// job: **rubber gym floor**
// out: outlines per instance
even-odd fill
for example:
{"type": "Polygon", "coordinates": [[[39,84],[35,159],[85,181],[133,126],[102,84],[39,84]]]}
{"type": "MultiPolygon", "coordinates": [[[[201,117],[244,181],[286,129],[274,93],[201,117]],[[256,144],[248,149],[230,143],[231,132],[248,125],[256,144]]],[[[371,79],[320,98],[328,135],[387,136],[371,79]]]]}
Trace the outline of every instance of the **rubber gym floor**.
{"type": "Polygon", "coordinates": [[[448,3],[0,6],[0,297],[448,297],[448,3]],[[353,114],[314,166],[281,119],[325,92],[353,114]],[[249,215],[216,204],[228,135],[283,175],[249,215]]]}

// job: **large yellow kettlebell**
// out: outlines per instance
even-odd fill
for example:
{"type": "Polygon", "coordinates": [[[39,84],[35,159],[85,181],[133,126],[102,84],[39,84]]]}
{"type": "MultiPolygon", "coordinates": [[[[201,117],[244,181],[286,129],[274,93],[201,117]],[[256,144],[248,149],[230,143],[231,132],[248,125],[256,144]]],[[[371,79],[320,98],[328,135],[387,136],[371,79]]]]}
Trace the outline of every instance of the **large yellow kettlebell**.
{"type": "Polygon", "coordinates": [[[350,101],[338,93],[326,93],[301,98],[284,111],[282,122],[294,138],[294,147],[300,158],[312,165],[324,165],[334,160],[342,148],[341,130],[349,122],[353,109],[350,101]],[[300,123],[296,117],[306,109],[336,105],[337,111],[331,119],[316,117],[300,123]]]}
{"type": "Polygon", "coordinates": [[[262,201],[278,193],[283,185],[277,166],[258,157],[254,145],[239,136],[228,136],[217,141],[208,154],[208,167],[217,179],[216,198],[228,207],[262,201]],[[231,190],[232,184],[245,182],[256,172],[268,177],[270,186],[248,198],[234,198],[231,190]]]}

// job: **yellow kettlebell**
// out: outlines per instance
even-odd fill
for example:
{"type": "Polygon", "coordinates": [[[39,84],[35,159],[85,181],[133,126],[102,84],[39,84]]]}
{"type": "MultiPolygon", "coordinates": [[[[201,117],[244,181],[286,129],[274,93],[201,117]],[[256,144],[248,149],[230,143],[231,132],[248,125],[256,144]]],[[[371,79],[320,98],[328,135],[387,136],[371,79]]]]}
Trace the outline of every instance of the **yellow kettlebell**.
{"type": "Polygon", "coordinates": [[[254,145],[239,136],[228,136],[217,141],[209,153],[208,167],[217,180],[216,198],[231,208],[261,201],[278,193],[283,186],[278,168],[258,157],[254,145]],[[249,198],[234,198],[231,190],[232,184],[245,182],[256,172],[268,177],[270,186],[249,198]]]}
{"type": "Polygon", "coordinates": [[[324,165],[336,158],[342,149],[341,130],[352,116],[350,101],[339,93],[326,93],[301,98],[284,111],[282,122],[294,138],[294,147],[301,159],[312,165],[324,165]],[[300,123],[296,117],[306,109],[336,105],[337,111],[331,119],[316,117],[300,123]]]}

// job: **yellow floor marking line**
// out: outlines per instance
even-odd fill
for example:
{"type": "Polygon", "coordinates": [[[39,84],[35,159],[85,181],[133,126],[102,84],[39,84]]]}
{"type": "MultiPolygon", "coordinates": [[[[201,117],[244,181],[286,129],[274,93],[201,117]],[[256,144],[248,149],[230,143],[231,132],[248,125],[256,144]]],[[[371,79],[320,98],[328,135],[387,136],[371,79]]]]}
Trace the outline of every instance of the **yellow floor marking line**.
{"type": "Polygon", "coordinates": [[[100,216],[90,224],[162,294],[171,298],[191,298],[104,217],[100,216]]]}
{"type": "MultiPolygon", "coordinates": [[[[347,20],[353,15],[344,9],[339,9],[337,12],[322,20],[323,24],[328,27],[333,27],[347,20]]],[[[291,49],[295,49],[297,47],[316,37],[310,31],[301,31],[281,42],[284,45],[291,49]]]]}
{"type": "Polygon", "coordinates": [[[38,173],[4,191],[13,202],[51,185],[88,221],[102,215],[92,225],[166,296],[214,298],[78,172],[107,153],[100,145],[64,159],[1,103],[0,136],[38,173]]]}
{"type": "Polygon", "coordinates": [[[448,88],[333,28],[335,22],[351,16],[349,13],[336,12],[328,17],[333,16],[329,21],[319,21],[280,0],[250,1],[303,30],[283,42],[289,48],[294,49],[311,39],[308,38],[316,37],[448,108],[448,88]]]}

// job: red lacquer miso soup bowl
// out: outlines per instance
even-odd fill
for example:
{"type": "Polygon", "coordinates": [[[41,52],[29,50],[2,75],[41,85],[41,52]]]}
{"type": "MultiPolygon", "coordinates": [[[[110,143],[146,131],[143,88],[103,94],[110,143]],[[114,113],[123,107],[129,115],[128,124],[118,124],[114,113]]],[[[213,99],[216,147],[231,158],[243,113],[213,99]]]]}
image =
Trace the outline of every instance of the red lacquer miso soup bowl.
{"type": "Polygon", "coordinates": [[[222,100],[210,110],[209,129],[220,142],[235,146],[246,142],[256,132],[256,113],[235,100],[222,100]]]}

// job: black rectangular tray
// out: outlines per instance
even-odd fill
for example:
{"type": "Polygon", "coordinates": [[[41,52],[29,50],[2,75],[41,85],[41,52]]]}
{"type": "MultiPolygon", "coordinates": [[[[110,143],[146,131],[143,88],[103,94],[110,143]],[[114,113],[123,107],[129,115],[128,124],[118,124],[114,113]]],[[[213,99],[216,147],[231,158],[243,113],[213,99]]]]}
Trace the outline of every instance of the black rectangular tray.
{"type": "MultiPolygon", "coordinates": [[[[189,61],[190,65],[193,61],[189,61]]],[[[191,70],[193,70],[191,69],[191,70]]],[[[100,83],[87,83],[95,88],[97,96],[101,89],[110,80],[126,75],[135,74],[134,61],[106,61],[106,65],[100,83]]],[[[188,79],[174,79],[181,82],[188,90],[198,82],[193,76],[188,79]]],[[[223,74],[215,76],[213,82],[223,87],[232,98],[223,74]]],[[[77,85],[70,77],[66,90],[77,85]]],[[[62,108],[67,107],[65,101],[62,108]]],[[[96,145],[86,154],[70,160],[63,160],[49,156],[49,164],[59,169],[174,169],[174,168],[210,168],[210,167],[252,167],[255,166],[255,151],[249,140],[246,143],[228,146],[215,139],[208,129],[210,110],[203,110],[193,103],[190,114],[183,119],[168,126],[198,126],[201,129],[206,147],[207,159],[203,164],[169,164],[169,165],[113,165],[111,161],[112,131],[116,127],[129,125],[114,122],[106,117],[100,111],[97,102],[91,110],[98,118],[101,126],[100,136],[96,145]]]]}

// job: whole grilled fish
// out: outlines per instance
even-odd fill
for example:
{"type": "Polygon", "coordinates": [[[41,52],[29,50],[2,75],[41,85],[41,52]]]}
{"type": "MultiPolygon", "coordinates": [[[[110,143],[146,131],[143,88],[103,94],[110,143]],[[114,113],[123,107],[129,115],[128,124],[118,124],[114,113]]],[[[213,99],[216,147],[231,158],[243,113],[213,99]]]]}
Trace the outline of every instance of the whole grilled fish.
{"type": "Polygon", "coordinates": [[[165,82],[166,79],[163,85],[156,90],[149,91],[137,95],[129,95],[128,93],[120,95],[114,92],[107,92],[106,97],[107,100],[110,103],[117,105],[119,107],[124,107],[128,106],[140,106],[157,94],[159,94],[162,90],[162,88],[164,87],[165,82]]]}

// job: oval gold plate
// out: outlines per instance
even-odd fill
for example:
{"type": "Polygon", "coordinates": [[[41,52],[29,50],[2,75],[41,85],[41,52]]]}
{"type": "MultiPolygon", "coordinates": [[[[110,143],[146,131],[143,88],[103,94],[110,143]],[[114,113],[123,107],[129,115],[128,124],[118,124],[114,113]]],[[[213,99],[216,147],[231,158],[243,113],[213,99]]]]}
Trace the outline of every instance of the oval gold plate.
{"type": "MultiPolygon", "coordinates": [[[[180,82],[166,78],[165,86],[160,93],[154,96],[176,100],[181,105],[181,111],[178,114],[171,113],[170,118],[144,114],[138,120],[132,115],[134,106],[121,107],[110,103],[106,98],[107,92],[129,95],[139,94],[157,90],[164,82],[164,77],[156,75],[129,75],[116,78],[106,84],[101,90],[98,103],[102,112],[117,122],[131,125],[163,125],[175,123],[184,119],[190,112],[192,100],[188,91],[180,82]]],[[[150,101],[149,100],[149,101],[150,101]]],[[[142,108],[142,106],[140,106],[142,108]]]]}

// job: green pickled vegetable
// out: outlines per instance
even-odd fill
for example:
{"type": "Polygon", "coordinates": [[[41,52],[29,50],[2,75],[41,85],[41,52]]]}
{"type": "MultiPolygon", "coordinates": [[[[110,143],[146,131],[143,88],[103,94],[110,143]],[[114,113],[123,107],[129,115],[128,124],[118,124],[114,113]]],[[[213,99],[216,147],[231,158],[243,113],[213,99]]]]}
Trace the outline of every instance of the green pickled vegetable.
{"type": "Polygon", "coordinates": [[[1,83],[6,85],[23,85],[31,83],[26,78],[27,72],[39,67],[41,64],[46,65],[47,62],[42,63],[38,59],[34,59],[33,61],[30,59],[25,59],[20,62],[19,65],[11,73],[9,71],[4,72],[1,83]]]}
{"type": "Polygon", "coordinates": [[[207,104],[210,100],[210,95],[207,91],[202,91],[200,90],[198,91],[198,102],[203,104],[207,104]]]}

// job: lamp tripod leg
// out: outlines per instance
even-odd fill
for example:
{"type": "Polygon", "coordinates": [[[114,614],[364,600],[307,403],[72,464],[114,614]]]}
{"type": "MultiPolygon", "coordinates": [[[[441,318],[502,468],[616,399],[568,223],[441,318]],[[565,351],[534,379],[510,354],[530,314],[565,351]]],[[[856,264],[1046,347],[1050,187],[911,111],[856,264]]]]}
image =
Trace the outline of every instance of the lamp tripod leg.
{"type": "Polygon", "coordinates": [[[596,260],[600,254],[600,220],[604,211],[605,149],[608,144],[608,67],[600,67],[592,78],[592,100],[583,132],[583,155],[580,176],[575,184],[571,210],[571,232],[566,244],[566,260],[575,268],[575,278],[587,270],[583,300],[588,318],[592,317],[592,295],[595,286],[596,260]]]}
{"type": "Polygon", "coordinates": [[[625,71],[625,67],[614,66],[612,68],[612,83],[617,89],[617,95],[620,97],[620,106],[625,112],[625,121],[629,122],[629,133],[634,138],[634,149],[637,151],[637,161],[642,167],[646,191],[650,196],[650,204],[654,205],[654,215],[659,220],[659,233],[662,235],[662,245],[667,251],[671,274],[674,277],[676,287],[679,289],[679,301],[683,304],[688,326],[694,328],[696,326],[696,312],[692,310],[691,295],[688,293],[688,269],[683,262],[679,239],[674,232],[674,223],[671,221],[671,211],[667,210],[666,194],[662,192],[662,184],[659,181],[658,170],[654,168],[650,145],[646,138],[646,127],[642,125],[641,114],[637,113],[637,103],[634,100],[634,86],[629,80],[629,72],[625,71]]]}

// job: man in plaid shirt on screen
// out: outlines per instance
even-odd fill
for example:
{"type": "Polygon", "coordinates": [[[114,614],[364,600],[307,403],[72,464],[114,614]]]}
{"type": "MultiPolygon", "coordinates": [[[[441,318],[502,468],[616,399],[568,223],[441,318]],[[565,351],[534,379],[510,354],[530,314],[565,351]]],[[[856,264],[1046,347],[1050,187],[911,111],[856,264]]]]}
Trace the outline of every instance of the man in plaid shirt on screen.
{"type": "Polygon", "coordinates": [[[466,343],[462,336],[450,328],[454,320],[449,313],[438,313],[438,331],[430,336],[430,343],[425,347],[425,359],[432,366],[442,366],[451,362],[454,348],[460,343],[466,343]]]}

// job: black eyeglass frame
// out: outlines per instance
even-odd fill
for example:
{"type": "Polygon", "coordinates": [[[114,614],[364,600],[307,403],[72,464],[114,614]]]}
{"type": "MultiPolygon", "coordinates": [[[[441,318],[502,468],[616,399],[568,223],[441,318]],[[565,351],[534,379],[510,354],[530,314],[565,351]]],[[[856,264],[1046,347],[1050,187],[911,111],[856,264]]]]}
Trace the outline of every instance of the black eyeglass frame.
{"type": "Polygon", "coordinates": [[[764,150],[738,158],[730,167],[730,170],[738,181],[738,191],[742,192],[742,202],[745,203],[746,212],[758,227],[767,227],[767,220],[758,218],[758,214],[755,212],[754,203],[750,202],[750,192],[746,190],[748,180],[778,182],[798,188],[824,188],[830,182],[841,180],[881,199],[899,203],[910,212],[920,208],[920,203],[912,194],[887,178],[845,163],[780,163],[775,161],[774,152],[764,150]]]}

THE EXERCISE »
Starting at the line with "job: black eyeglass frame", copy every line up to and including the last one in the entries above.

EXPECTED OUTPUT »
// job: black eyeglass frame
// out: outlines per instance
even-odd fill
for example:
{"type": "Polygon", "coordinates": [[[114,614],[364,600],[307,403],[72,464],[114,614]]]}
{"type": "MultiPolygon", "coordinates": [[[[441,318],[502,468],[616,399],[568,223],[441,318]],[[565,351],[534,379],[510,354],[530,314],[565,351]]],[[[856,264],[1046,347],[1050,187],[911,111],[856,264]]]]}
Trace the outline of every instance of the black eyeglass frame.
{"type": "Polygon", "coordinates": [[[764,150],[738,158],[730,167],[730,170],[738,181],[738,191],[742,192],[742,202],[745,203],[746,212],[758,227],[767,227],[767,220],[758,218],[758,214],[755,212],[754,203],[750,202],[750,192],[746,190],[748,180],[778,182],[798,188],[824,188],[830,182],[841,180],[881,199],[899,203],[910,212],[920,208],[920,203],[912,194],[887,178],[845,163],[780,163],[775,161],[774,152],[764,150]]]}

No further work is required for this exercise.